→ **Exercise details**
Please repeat only the lines below starting at the line that holds "Target: blue sky" and ending at the line that holds "Target: cumulus cloud", exactly, with both of those lines included and every picture omitted.

── Information provided ──

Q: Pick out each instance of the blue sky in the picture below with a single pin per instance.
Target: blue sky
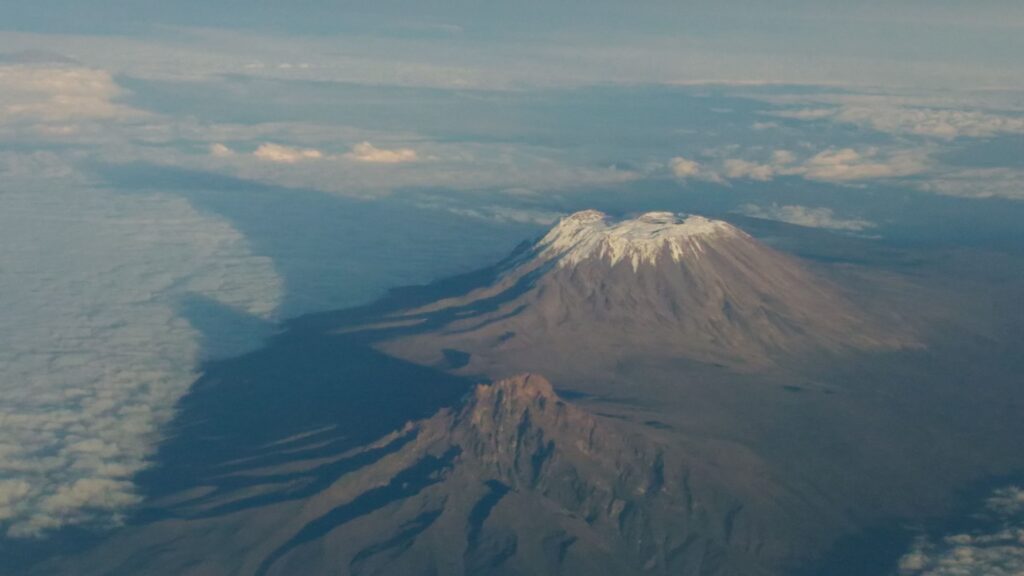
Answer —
(270, 159)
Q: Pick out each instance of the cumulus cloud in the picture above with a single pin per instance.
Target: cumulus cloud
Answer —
(685, 169)
(218, 150)
(805, 216)
(848, 164)
(944, 123)
(286, 155)
(735, 168)
(366, 152)
(93, 352)
(832, 165)
(59, 93)
(977, 182)
(995, 547)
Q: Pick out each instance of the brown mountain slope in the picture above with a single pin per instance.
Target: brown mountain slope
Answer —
(514, 481)
(595, 291)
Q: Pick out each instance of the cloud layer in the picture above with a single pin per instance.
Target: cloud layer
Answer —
(94, 353)
(994, 549)
(805, 216)
(366, 152)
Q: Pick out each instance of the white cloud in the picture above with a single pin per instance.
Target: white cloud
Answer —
(218, 150)
(885, 115)
(366, 152)
(832, 165)
(59, 94)
(994, 548)
(685, 169)
(805, 216)
(286, 155)
(977, 182)
(847, 164)
(93, 352)
(735, 168)
(938, 123)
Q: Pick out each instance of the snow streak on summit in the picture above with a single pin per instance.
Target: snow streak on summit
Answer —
(590, 233)
(596, 291)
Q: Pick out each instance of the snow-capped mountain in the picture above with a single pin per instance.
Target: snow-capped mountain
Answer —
(597, 290)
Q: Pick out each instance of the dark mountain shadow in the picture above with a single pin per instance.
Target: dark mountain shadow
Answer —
(304, 395)
(224, 331)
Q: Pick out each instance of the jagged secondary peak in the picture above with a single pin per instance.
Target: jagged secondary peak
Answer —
(509, 401)
(592, 234)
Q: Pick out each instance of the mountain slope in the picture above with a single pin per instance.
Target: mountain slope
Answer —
(514, 481)
(595, 291)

───

→ **Exercise answer**
Target: blue sky
Answer —
(270, 159)
Q: Pick out each instance of the cumulus cloud in the picture above with a single pin per instance.
Target: cumulus cloud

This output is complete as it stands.